* [The task]
Count the lines in the records below that contain the string "mesh", matching case exactly. Give only the number.

* [Available data]
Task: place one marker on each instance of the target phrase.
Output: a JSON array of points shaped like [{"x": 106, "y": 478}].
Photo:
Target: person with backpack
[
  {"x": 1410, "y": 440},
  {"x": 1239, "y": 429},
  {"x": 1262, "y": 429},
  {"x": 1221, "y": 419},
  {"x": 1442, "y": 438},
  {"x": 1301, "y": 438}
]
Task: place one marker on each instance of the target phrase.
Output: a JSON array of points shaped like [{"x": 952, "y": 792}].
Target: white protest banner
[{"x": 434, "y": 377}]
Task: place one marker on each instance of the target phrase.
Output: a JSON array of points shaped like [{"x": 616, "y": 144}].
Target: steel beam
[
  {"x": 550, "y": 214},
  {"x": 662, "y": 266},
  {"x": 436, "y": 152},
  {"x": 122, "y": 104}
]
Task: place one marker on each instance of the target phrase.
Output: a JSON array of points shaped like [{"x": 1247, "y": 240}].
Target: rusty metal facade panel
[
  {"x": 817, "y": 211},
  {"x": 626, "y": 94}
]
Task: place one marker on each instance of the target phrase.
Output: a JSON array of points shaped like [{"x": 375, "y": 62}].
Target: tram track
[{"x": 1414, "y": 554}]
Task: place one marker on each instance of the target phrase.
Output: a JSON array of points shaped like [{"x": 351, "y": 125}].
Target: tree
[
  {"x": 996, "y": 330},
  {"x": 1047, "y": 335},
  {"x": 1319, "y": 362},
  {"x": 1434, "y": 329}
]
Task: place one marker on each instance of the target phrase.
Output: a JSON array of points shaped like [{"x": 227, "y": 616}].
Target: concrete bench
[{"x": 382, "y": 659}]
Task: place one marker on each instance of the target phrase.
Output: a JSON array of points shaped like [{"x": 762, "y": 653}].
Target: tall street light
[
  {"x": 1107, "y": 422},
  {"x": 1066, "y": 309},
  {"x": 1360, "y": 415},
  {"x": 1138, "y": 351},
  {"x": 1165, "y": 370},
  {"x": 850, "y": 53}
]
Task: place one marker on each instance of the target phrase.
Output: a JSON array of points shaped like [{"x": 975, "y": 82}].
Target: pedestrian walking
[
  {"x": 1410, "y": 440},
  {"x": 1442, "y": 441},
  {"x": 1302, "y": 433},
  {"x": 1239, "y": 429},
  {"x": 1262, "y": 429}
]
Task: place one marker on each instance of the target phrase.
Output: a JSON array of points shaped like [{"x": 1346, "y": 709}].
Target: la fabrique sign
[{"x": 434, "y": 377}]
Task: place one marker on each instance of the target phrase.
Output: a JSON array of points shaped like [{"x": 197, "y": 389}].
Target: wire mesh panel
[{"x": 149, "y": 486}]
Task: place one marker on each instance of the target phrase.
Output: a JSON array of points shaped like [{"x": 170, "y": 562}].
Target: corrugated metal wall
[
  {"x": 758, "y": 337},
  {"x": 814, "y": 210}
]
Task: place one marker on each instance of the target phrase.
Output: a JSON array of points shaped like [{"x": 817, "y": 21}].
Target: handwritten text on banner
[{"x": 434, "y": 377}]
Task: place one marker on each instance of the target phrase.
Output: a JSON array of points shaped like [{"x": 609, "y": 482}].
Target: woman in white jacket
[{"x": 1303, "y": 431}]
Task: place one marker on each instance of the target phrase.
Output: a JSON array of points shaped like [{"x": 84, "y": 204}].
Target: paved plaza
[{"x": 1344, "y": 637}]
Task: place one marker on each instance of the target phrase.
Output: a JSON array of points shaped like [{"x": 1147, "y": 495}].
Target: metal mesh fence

* [Problem solution]
2